• _TASK INSTRUCTIONS_: Can you copy the listing below word for word, without the pictures?

• _MATERIAL SHOWN_:
· · · · · · ·
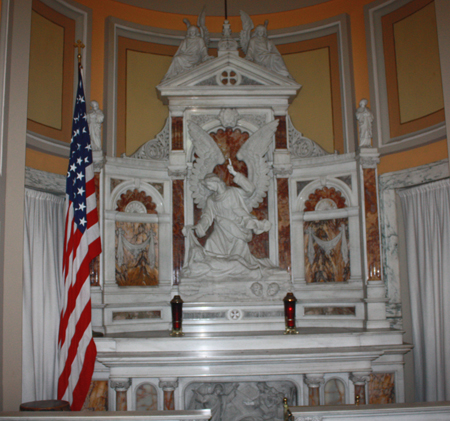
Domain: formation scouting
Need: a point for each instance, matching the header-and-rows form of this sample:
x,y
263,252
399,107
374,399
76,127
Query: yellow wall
· · · · · · ·
• _TASK RESULT_:
Domain: formation scouting
Need: a point for each instance, matching the header-and-rows form of this sample:
x,y
263,252
399,107
374,399
76,127
Query: yellow wall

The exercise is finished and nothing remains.